Can you render the lines of the data below as a numbered list, covering only everything from the line containing "Task: locate the wooden table" down to the line containing "pixel 124 247", both included, with blank lines left out?

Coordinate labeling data
=-=-=
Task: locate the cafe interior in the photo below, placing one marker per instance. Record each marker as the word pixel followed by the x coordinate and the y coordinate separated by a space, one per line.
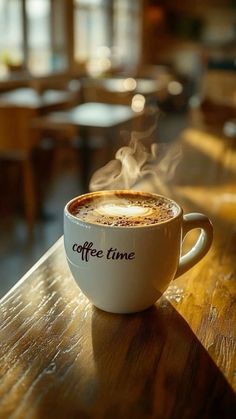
pixel 81 81
pixel 107 95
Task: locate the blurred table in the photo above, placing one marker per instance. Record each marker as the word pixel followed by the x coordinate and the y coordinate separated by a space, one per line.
pixel 105 117
pixel 62 358
pixel 17 109
pixel 29 98
pixel 122 85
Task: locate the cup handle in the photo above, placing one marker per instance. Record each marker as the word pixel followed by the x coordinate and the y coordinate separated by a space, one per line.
pixel 203 244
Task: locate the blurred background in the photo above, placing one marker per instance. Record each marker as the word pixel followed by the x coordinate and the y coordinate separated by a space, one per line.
pixel 177 58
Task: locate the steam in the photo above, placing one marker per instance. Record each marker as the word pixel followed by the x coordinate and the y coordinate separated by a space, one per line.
pixel 136 162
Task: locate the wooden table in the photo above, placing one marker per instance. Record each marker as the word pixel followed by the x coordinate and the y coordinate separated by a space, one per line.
pixel 63 358
pixel 17 109
pixel 28 98
pixel 107 118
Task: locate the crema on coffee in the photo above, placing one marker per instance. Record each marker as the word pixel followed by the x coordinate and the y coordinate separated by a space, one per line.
pixel 123 209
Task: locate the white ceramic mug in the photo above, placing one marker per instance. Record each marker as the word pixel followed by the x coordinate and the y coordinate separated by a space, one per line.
pixel 151 257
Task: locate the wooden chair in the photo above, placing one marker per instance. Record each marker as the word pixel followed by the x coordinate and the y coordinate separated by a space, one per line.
pixel 16 145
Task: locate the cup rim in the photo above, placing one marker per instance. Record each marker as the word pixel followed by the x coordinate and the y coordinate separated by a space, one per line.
pixel 112 191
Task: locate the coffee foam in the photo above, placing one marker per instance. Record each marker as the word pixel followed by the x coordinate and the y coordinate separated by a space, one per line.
pixel 123 209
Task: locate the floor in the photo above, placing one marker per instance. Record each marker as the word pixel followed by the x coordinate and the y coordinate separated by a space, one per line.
pixel 17 252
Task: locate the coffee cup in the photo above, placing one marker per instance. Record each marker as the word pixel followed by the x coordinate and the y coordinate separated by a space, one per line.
pixel 124 247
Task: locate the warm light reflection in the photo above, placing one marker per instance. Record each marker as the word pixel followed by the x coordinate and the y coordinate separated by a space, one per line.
pixel 138 103
pixel 129 84
pixel 175 88
pixel 218 202
pixel 212 145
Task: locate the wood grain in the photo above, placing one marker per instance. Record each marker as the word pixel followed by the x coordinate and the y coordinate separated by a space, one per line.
pixel 63 358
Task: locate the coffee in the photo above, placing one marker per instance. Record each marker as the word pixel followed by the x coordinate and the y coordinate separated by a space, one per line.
pixel 123 208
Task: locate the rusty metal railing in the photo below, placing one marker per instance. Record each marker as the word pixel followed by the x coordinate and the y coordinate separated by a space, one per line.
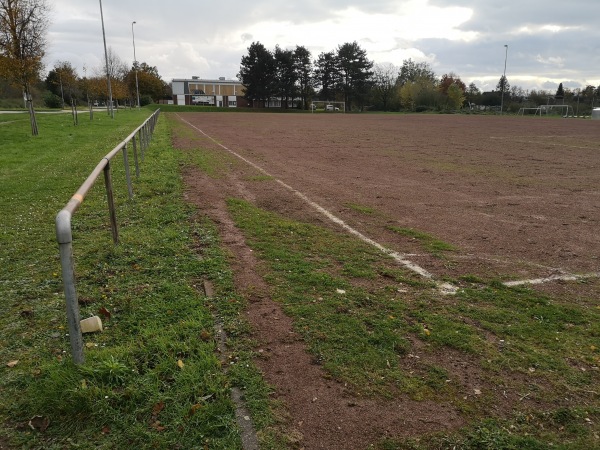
pixel 140 137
=-=-=
In response —
1. Task: locate the wooden table in the photo above, placing one marker per instance. Record each marker as the word pixel followed by the x coordinate and the y coordinate separated by a space, one per line.
2. pixel 63 358
3. pixel 17 109
4. pixel 28 98
5. pixel 107 118
6. Task: locate the crema on coffee in the photo above, placing one marker per instance. Record each marker as the word pixel followed by the x coordinate and the y coordinate separated by a space, one per line.
7. pixel 123 209
8. Task: locate the white ceramic mug in the photo above, placing one marker per instance. Record each marker as the word pixel followed by the x coordinate and the y coordinate separated by a space, one per line.
9. pixel 151 257
10. Task: locate the wooden chair in the photo above, placing one marker per instance. Record each marker as the word pixel followed by the x coordinate and the y coordinate separated by a space, one per line.
11. pixel 16 145
12. Task: locate the cup rim in the photo above, placing one marker per instance. Record each marker as the word pixel followed by the x coordinate and the y coordinate separated by a space, one per line.
13. pixel 112 191
14. Task: locate the coffee foam in the photo above, placing one marker per instance. Record each marker as the word pixel followed by the x coordinate and the y coordinate separated by a space, one per line.
15. pixel 123 209
16. Task: locate the floor in the photo above, placing one marker per instance. Record each marker as the word pixel followed by the x coordinate and the y coordinate separated by a space, one per line.
17. pixel 17 252
18. Task: locate the coffee cup in the photo above, placing one marker per instance. Record each marker as the word pixel followed by the x coordinate and the y coordinate separated by a space, one per line.
19. pixel 124 247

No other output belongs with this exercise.